*** Data section ***

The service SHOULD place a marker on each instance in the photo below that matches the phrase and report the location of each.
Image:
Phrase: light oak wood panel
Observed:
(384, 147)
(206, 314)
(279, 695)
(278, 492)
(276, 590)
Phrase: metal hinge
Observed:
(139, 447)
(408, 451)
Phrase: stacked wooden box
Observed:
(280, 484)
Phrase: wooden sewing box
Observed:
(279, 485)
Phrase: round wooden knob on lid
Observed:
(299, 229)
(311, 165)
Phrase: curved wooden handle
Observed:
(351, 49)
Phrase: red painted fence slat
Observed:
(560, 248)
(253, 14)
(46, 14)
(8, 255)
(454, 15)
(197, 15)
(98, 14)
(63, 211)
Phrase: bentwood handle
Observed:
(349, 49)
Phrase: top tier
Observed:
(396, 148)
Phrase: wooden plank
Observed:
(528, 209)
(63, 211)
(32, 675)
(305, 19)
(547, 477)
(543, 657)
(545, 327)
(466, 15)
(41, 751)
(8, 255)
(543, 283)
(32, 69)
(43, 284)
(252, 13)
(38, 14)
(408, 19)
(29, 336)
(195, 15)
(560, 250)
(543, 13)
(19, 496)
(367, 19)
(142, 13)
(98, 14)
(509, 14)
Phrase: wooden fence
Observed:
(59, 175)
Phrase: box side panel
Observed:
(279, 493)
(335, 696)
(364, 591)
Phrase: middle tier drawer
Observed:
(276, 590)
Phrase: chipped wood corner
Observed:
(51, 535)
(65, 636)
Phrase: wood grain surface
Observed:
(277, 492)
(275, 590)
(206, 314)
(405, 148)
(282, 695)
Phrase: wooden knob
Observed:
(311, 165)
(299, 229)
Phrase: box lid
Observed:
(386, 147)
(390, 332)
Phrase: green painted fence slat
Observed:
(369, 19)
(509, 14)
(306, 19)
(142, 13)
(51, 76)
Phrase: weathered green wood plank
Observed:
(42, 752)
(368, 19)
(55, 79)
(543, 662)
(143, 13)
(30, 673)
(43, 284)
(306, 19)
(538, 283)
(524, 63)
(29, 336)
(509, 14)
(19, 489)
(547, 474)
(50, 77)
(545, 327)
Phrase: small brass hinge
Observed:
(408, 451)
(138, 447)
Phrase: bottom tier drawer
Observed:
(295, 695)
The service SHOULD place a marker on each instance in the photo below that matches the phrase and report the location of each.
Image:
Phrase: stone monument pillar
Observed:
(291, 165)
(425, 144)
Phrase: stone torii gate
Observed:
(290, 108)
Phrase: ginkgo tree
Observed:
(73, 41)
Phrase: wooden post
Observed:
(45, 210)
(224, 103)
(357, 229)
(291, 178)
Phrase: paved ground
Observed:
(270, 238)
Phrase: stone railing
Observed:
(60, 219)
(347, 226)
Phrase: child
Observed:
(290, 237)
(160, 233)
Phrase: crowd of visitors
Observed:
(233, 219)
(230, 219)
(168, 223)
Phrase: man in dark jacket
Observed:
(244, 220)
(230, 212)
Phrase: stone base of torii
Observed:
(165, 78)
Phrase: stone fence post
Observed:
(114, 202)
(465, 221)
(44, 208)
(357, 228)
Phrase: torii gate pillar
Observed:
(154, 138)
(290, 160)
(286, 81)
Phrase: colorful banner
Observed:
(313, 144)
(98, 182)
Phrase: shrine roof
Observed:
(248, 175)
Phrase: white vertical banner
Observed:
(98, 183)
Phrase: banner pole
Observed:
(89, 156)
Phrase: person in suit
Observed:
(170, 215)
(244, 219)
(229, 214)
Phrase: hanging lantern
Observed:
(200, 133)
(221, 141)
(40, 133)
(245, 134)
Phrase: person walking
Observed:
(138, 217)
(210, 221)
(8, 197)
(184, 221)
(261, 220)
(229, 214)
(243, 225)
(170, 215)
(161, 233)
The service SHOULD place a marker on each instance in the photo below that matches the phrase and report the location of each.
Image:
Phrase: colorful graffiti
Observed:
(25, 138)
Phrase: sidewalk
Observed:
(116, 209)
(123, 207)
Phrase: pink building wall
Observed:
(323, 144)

***
*** Data section ***

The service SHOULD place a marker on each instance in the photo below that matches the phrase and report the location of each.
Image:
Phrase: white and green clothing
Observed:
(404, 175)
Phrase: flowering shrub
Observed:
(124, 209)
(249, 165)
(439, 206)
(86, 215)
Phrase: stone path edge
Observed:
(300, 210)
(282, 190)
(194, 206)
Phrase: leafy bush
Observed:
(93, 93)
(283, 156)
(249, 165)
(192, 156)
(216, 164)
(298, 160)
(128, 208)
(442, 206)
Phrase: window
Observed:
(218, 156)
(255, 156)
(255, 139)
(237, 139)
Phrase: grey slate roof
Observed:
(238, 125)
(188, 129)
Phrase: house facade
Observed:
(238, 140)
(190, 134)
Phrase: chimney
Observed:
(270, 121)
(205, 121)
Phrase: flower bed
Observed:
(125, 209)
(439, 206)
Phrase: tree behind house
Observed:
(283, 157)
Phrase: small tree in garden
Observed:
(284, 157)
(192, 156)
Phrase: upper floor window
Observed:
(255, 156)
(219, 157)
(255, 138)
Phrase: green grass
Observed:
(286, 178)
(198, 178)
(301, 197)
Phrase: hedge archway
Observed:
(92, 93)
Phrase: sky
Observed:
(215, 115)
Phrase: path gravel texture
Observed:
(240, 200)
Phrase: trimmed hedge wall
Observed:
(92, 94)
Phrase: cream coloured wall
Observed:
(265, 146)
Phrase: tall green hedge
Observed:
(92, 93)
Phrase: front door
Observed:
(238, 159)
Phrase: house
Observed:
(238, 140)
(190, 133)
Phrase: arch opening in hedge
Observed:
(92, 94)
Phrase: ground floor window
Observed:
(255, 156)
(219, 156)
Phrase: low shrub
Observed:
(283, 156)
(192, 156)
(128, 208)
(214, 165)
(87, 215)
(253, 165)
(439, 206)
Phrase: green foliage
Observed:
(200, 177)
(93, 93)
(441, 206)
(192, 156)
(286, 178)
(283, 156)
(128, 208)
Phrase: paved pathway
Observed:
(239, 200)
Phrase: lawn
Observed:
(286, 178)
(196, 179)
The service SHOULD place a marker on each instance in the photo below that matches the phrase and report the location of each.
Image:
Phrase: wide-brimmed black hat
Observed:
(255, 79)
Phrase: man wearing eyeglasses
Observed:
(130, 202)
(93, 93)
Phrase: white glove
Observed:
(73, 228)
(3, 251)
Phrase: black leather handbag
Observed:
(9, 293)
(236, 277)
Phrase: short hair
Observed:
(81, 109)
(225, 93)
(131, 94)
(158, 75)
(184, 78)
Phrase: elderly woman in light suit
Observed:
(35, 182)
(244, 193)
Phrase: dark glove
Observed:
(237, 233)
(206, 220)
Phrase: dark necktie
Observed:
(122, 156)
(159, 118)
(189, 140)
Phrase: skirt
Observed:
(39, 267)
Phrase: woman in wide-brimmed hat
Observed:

***
*** Data section ***

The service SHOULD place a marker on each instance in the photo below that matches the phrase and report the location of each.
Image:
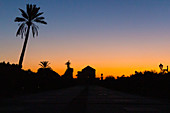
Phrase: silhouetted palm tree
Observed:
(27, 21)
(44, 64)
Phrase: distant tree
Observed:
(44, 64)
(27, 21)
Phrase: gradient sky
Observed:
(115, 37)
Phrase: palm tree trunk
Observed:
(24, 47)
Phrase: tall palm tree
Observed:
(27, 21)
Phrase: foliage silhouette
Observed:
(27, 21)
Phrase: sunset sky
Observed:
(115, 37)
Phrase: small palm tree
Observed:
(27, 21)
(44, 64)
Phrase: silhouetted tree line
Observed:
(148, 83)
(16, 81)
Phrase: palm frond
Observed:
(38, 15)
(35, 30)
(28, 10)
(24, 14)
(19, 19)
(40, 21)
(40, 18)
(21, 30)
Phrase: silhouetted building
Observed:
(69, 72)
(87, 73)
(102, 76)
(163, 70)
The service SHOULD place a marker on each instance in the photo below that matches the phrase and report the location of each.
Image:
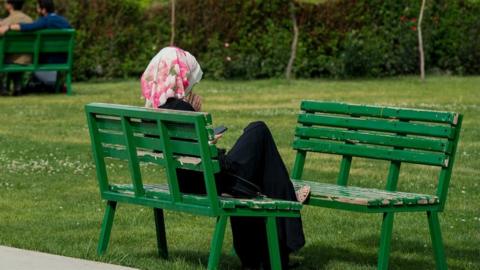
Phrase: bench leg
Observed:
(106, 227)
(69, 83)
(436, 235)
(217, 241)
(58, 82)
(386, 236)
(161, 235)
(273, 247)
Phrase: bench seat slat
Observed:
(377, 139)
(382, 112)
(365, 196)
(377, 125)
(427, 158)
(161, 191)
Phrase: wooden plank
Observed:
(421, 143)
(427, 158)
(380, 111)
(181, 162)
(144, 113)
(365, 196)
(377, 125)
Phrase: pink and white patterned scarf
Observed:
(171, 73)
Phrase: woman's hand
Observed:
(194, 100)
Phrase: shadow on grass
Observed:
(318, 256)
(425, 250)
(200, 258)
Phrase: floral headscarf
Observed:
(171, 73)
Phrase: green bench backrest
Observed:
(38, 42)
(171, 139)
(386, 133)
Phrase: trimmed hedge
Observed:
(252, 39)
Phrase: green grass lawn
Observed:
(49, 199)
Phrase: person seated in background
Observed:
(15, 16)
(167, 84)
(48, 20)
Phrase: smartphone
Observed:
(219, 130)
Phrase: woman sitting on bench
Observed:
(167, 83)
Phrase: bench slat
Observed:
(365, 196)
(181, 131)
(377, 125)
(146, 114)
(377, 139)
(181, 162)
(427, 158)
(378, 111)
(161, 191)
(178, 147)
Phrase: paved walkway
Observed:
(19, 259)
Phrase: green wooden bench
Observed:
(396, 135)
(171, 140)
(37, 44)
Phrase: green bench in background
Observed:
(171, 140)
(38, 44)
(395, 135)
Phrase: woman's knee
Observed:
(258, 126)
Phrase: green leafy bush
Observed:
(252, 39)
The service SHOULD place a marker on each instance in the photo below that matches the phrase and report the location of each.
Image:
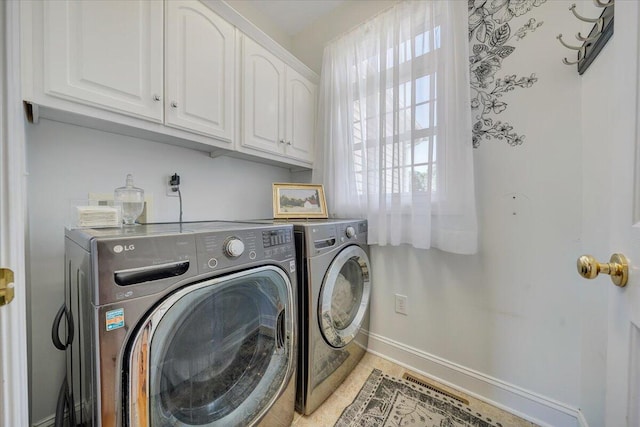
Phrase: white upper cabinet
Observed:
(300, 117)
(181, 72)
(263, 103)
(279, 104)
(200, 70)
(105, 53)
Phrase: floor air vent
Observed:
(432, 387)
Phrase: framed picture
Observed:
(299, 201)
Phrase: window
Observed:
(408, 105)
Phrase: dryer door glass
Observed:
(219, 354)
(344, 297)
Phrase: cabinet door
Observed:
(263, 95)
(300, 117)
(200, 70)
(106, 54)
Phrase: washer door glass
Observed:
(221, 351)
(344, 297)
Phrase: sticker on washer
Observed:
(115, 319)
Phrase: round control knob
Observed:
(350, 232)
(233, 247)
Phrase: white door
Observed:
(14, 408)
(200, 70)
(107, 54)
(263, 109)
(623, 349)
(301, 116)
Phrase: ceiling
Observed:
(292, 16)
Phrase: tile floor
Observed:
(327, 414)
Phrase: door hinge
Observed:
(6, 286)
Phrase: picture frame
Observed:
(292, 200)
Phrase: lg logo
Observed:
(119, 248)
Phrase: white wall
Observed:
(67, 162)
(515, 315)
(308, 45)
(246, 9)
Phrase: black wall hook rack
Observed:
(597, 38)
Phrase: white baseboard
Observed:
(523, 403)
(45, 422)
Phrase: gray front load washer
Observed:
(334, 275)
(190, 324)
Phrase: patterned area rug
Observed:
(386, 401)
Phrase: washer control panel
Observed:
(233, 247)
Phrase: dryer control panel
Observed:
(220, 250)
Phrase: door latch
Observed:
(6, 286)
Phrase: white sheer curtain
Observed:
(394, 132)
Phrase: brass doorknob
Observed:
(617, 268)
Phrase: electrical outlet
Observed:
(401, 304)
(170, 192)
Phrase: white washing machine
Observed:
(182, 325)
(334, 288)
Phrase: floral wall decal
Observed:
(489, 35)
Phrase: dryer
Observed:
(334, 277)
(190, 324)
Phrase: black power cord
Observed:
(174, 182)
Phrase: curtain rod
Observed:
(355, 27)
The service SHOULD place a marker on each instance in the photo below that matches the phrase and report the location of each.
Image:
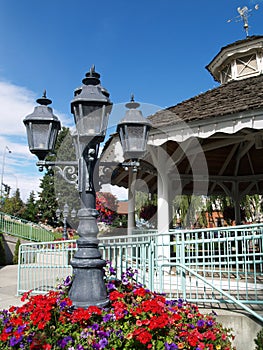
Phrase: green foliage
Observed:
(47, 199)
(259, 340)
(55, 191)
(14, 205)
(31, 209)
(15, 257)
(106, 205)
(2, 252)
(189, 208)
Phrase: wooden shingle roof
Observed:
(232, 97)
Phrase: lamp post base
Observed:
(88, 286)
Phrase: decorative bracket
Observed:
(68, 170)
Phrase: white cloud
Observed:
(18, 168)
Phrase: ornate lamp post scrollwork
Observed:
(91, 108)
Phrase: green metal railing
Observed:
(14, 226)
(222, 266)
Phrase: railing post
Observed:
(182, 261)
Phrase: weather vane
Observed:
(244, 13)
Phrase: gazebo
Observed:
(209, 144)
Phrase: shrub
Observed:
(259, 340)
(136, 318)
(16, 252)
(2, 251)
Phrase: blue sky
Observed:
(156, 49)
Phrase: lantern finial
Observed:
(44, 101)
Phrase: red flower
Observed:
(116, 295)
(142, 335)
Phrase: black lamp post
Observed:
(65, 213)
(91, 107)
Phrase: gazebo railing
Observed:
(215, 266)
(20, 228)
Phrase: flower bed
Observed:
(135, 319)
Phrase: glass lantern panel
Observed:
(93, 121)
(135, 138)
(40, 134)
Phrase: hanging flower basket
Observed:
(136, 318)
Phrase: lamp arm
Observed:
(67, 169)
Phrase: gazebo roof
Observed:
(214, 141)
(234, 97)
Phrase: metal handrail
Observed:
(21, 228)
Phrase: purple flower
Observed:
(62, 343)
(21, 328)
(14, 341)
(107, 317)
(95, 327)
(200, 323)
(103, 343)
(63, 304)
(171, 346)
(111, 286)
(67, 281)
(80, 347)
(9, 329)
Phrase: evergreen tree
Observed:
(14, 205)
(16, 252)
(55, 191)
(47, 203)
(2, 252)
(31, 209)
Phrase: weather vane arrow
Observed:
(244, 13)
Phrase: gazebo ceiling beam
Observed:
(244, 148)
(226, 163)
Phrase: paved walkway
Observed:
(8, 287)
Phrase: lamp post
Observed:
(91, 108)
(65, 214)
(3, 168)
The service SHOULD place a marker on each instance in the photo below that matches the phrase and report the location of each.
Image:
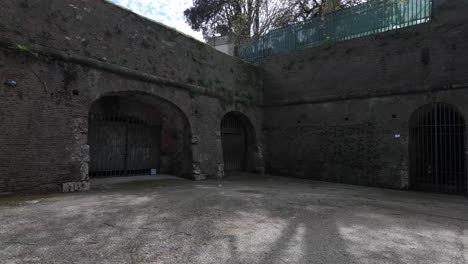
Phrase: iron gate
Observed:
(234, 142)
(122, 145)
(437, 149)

***

Beginning at the line above that contains "Phrase: silhouetted building" and going on through the line that contains "Phrase: bench seat slat", please copy every line exactly, leaving the pictures out and adding nothing.

Phrase: silhouetted building
Observed:
(69, 72)
(87, 73)
(102, 76)
(163, 70)
The service SHOULD place a marker on each instance in the photo below that matches the phrase and report the location of each.
Image:
Phrase: bench leg
Observed:
(106, 227)
(69, 83)
(436, 235)
(217, 241)
(58, 82)
(386, 236)
(161, 235)
(273, 247)
Phrase: bench seat slat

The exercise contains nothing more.